= Beginning of Section =
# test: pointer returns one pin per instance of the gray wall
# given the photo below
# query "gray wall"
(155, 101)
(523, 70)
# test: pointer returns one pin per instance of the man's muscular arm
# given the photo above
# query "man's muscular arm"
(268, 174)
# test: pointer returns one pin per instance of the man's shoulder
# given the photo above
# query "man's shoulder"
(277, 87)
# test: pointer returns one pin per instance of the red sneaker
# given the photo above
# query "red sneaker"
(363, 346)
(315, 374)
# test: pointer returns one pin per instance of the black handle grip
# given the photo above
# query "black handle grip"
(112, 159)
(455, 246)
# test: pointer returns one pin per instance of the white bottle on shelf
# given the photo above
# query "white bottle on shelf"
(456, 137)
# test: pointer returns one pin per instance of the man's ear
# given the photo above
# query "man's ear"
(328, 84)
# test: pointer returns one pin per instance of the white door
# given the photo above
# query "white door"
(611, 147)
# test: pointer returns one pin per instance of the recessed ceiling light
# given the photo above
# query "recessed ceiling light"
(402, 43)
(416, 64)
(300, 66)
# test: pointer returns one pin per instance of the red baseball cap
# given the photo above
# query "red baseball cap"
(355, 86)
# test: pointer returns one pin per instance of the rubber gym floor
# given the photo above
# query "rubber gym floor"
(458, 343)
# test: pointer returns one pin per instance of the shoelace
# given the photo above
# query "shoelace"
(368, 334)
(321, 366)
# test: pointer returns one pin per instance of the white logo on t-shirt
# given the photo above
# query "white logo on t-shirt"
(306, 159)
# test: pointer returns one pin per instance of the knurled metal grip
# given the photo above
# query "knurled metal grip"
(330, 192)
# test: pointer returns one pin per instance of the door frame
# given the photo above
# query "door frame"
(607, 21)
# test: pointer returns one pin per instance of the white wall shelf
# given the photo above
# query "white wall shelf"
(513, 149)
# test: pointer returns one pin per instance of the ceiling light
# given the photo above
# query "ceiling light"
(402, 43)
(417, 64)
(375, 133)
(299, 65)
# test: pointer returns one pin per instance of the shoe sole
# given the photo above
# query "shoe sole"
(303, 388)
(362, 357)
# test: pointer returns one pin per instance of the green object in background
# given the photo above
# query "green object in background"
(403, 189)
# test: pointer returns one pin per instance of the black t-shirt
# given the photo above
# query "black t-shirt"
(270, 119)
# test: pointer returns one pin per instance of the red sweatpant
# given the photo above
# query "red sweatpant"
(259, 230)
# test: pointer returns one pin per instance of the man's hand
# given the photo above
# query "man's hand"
= End of Section =
▸ ACTION ITEM: In the listing above, find the line with "# test: pointer returns one pin per instance of the recessed" and the line with "# test: pointer returns one pin per instance of the ceiling", then print exactly those two lines and every line between them, and nothing more.

▸ TASK OUTPUT:
# test: pointer returns one pin per instance of the recessed ceiling light
# given the photo above
# query "recessed ceiling light"
(402, 43)
(416, 64)
(300, 66)
# test: pointer returns one pin per instance of the red baseball cap
# given the photo above
# query "red baseball cap"
(355, 86)
# test: pointer returns one pin per instance of the rubber gym floor
# given the photo above
# query "rubber gym floor"
(458, 343)
# test: pointer returns one pin per instance of the shoelace
# given the photo above
# query "shoelace"
(368, 334)
(321, 366)
# test: pointer returns one pin per instance of the white logo on t-shirt
# given the photo above
# query "white logo on t-shirt"
(306, 159)
# test: pointer returns one pin per instance of the knurled metal grip
# given the photo above
# query "knurled metal grip"
(330, 192)
# test: pointer returns one pin per instance of the door frame
# given the photo above
# query "door frame"
(607, 21)
# test: pointer returns one pin per instance of the white wall shelf
# given the photo above
# query "white wall shelf"
(513, 149)
# test: pointer returns one pin per instance of the ceiling light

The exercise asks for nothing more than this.